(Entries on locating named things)
^^^^^^^^^^^^^^^^
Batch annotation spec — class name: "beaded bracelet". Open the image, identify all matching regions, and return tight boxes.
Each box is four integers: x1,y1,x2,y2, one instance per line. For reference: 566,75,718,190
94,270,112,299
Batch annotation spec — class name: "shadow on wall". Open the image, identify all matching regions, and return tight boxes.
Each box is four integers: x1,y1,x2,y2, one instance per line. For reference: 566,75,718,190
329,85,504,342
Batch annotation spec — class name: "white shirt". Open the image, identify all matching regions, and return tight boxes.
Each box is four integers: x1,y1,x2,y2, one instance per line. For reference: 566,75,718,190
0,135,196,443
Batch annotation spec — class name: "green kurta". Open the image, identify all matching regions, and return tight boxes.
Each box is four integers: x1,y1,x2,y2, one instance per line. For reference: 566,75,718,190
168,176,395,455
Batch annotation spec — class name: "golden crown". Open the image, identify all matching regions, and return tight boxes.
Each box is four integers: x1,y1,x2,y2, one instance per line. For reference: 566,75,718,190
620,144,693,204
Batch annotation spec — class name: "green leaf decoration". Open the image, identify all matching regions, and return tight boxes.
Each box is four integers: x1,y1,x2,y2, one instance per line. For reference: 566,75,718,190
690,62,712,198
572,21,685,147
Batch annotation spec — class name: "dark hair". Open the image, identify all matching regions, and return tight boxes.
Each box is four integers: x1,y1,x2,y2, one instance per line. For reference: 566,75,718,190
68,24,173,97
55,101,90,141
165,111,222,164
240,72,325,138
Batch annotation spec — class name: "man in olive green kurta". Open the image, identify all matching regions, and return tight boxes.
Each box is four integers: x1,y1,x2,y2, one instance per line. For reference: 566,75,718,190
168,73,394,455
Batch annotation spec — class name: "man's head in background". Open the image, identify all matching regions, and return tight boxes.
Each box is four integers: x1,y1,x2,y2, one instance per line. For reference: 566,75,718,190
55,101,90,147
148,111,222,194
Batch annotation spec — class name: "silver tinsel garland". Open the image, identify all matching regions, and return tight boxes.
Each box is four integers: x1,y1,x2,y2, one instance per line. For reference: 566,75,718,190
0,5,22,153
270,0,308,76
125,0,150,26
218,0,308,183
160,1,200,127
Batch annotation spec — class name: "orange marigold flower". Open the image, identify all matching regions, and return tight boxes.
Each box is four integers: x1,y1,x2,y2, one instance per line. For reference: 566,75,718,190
^^^^^^^^^^^^^^^^
* **Required task**: Lay out every line of the entries above as a Markdown table with two columns, Number and Entry line. Number the rows and skip any blank lines.

* **Result**:
| Number | Entry line |
|---|---|
| 1 | Batch annotation spec — class name: "beaded bracelet". Open the image, identify all matching regions, and return tight boxes. |
| 2 | Each box is four integers: x1,y1,x2,y2, one instance per line. For reference: 566,75,718,190 |
| 3 | 94,270,112,299 |
| 4 | Batch annotation spec — class name: "shadow on wall". Open the image, identify all matching regions, and return tight boxes. |
| 5 | Each box is four integers: x1,y1,x2,y2, one instance per line. For reference: 566,75,718,190 |
| 6 | 329,85,504,342 |
| 7 | Batch annotation spec — class name: "white shirt". Open the image, identify all matching regions, and return tight boxes. |
| 8 | Each box is four integers: x1,y1,x2,y2, one instance per line. For reference: 566,75,718,190 |
| 9 | 0,135,196,443 |
| 10 | Batch annotation spec — class name: "green kurta". Open the image, identify all matching regions, and return tight boxes. |
| 11 | Each box is four integers: x1,y1,x2,y2, one instance per line. For reference: 566,75,718,190 |
| 12 | 168,176,395,455 |
| 13 | Batch annotation spec — class name: "golden crown". Open the image, identify all matching regions, and return tight boxes. |
| 14 | Each box is four integers: x1,y1,x2,y2, one instance per line. For reference: 566,75,718,190 |
| 15 | 620,144,693,204 |
| 16 | Batch annotation spec — class name: "green leaf decoration". Open the image, identify all matching regions, and return tight boxes. |
| 17 | Each box is four integers: x1,y1,x2,y2, one instance per line. For reference: 566,75,718,190 |
| 18 | 690,62,712,198 |
| 19 | 572,21,685,147 |
| 20 | Batch annotation spec — class name: "dark hair". Open the image, identify all matching regions, and return tight boxes. |
| 21 | Each box is four integers: x1,y1,x2,y2, one instance per line. For reference: 566,75,718,190 |
| 22 | 68,24,173,97 |
| 23 | 55,101,90,141 |
| 24 | 165,111,222,164 |
| 25 | 240,72,325,138 |
| 26 | Batch annotation spec — class name: "man in olive green kurta". Open the image, identify all matching regions, and return tight boxes. |
| 27 | Each box is four integers: x1,y1,x2,y2, one instance per line. For reference: 566,75,718,190 |
| 28 | 168,73,394,455 |
| 29 | Batch annotation spec — class name: "man's head in background". Open the image, identify all matching regions, and return tight boxes. |
| 30 | Each box is four integers: x1,y1,x2,y2, one instance per line. For reference: 566,75,718,190 |
| 31 | 55,101,90,147 |
| 32 | 148,111,222,194 |
| 33 | Batch annotation spec — class name: "silver tinsel garland". Open the image, identify all matching regions, and return tight boxes. |
| 34 | Each box is four integers: x1,y1,x2,y2, one instance per line. For reference: 566,75,718,190 |
| 35 | 0,5,22,153 |
| 36 | 270,0,308,76 |
| 37 | 125,0,150,26 |
| 38 | 218,0,308,183 |
| 39 | 160,1,200,127 |
| 40 | Batch annotation spec — class name: "orange marigold flower". Open the image, identify all matching regions, and return tight boxes. |
| 41 | Each box is four integers: x1,y1,x2,y2, one instance per line. For reference: 566,75,718,190 |